_Exercise_:
All lines in the records below from the line with "Reviewer note: confirm that each instance of the orange" through the line with "Reviewer note: confirm that each instance of the butterfly" are to be given again exactly, both ends included; the pictures are to be left out.

_Records provided_:
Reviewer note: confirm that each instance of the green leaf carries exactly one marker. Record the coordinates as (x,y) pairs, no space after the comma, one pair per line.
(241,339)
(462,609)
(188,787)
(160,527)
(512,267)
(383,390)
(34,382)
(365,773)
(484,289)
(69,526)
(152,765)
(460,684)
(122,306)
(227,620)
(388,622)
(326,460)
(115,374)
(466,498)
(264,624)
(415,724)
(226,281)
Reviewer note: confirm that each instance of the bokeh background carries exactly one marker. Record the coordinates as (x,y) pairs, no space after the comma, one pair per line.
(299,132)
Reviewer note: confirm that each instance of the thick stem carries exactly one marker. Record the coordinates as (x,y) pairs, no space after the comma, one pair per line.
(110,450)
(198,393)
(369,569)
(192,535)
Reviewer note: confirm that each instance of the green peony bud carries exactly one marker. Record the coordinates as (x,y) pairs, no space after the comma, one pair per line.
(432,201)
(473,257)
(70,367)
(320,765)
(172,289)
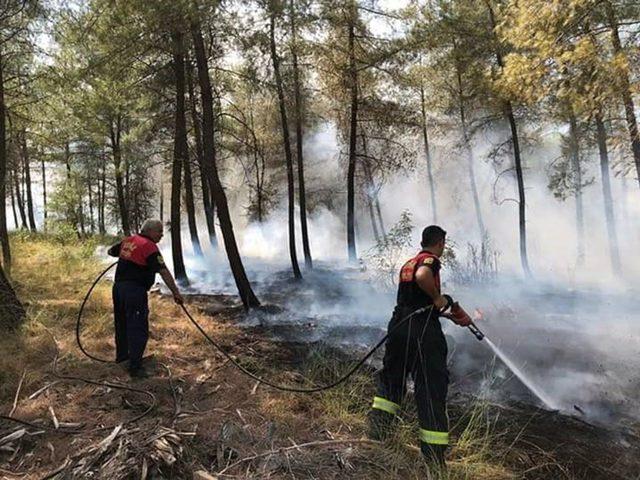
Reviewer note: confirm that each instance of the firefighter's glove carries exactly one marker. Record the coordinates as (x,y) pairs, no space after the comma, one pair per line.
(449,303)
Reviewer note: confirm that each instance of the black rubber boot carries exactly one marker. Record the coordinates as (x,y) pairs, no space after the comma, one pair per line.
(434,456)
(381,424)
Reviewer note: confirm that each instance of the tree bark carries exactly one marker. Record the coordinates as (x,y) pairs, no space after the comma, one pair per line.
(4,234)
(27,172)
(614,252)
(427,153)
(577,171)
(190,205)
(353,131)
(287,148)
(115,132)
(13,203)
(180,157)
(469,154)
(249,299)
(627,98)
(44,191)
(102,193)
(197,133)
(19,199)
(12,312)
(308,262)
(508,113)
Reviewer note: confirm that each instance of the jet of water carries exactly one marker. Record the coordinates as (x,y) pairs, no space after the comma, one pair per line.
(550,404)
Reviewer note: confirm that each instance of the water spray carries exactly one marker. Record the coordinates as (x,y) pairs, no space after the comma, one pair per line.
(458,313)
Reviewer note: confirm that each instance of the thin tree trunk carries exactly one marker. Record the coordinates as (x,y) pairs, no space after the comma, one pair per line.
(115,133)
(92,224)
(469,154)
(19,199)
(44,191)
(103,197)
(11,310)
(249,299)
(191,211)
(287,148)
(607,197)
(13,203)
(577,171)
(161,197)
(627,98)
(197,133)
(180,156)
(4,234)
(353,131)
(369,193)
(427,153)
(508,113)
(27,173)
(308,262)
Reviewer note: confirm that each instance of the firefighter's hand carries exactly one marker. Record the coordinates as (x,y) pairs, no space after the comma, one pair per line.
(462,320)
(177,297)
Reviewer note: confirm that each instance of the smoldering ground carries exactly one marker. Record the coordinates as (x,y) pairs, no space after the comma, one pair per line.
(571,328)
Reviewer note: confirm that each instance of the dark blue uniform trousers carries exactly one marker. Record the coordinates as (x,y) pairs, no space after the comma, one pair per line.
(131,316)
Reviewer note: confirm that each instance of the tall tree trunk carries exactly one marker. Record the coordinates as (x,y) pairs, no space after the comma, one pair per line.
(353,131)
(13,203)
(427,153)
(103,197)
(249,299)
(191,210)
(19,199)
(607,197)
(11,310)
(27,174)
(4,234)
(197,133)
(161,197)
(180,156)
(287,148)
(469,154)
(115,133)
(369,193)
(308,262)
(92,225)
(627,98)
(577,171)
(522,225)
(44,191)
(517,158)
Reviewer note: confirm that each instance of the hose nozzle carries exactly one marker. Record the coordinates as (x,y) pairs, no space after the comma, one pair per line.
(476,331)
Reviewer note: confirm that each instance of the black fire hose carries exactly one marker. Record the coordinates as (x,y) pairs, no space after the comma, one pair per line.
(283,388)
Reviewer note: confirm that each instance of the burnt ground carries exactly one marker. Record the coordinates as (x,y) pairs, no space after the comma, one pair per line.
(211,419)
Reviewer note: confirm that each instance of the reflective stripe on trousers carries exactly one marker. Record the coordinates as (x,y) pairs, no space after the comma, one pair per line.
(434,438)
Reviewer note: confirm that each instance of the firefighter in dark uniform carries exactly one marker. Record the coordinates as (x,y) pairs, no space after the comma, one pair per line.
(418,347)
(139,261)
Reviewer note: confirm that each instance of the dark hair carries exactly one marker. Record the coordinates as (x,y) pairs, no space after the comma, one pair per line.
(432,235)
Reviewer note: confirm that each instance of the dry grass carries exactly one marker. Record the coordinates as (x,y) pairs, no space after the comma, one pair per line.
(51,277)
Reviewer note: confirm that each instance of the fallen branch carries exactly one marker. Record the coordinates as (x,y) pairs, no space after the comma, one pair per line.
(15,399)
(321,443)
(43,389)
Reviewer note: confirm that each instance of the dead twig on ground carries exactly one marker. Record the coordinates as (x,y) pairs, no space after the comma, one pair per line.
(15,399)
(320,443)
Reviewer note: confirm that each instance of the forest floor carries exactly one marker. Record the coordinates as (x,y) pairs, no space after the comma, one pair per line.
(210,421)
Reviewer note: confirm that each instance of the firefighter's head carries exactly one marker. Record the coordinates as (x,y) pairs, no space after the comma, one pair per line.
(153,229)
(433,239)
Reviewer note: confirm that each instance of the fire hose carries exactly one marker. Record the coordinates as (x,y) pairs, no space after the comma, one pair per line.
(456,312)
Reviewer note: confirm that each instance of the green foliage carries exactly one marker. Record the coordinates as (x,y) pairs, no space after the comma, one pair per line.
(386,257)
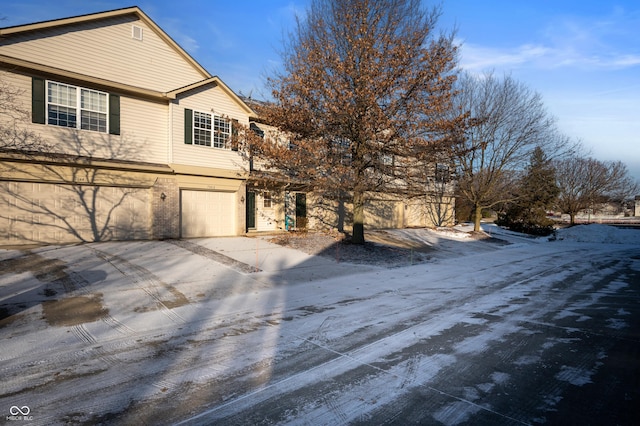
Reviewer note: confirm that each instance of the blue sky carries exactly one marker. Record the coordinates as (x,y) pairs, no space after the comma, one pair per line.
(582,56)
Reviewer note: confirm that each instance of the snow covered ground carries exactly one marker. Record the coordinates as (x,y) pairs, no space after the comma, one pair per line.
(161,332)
--
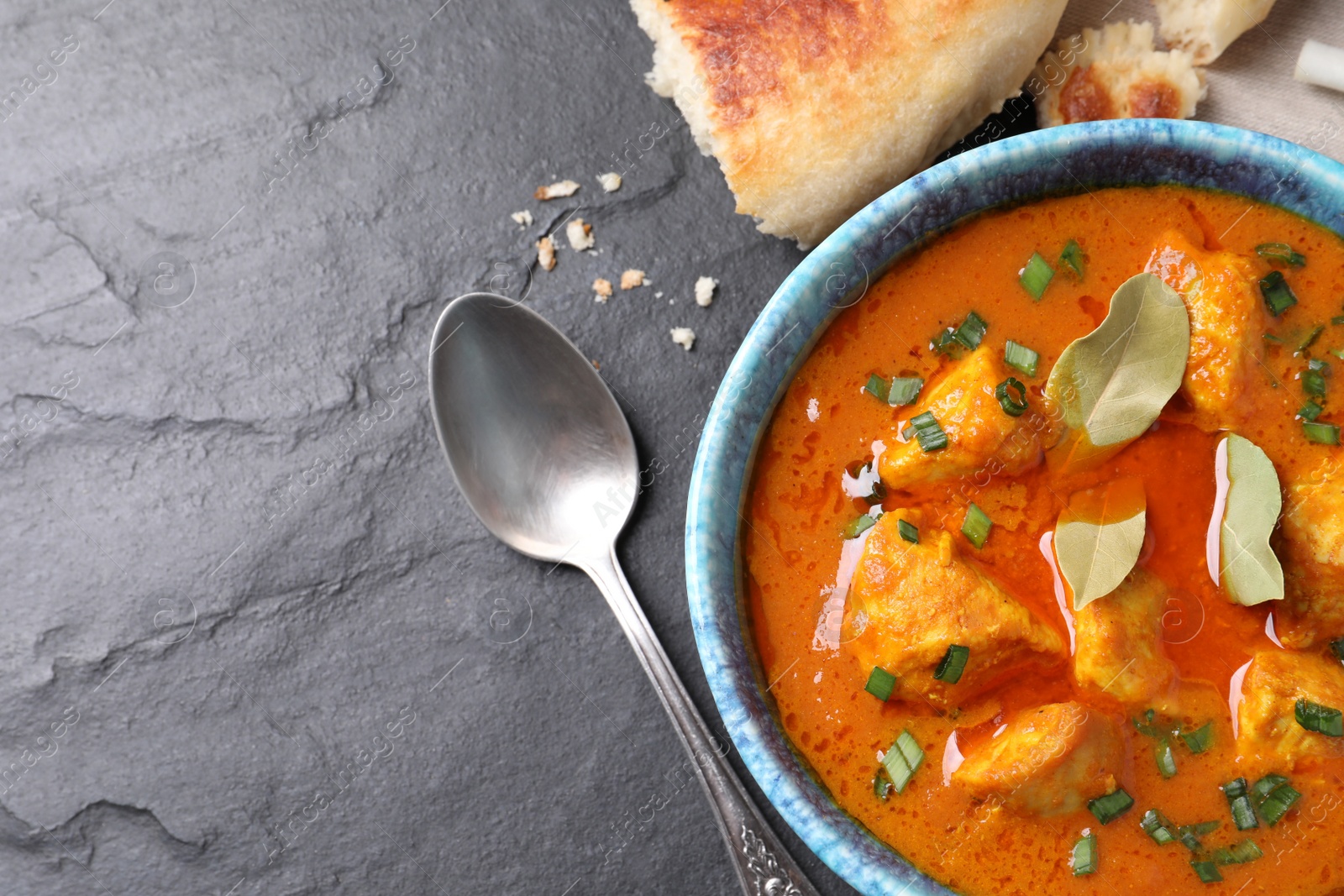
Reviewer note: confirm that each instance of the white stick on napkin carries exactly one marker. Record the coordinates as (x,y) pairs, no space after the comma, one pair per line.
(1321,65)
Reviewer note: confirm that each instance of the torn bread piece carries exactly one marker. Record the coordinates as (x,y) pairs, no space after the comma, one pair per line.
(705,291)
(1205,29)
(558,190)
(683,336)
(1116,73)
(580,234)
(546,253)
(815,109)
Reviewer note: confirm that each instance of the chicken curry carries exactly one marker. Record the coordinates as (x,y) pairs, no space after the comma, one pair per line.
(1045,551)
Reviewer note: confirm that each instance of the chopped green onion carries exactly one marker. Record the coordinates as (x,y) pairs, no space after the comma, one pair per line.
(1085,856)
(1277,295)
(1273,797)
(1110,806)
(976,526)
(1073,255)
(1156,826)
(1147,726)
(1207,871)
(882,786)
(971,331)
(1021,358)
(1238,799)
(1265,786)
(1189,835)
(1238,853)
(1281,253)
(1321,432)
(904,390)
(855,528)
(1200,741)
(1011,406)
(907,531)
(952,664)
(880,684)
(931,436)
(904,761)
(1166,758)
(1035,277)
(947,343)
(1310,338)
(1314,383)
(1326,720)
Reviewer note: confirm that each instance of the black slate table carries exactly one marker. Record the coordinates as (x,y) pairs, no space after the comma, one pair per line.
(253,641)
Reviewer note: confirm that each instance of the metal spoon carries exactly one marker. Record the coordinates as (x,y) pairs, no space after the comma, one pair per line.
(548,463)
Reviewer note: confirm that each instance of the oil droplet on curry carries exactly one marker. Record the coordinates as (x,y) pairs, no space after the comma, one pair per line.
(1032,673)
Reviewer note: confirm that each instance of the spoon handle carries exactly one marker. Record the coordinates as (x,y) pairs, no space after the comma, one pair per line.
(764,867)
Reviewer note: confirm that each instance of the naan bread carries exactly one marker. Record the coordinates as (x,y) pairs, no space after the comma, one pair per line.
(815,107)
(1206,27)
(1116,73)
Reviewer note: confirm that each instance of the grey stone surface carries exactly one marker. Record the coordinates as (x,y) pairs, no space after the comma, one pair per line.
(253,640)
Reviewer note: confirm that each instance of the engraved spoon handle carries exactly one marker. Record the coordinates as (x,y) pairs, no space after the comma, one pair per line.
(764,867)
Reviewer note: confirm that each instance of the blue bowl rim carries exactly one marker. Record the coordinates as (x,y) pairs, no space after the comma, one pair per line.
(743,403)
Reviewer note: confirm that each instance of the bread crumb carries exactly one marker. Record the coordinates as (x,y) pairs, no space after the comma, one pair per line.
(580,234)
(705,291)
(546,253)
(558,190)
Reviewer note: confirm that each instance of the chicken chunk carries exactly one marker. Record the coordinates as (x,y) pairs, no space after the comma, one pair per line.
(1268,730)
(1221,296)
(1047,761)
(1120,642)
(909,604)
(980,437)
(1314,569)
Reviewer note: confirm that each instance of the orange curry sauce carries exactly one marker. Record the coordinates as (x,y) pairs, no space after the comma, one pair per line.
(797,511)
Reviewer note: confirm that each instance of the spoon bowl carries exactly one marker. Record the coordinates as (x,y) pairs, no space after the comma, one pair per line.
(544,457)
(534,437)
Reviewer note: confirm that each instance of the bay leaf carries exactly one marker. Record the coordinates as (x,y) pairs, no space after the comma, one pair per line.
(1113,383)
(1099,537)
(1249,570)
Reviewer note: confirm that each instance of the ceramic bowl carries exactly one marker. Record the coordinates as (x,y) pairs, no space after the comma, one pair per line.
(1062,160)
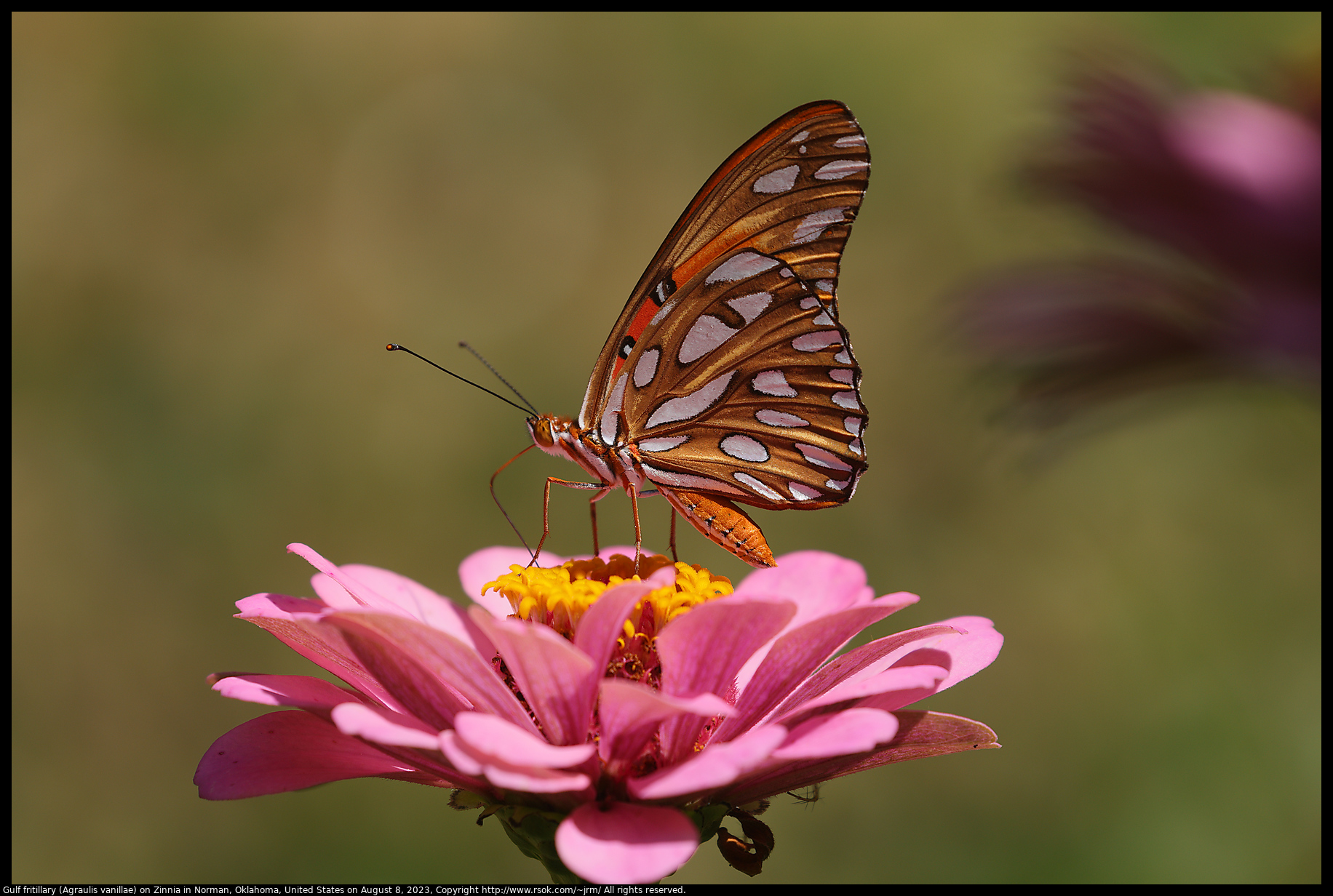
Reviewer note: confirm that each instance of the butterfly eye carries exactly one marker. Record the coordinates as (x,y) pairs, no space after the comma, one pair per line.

_Answer_:
Reviewer note: confirm that each instance of the orange curry sauce carries exactly one marker. Record the coordinates as (x,y) pairs, no space after the comma, one pair per line.
(797,511)
Reviewer note: confirm that each instance of the spoon bowl carries exactly one marker. Record the coordinates as (x,y) pairs, no space after the comma, one pair per line.
(544,457)
(534,437)
Reviewer note: confirm that each instance of the bay leaf carries exactly one marker. Record the coordinates as (x,y) pairs, no space after the comma, one pair per line.
(1113,383)
(1099,537)
(1249,570)
Reviewer note: confirm that each instance of the ceramic bowl carries exactly one marker. Record the coordinates as (x,y) pairs, no space after the comma, one pair per line.
(1062,160)
Reviewer note: confirm that each instance of the butterfly eye carries exactly one marker. Record the coordinates as (x,y) pairs, no space after the comma, one pair per line.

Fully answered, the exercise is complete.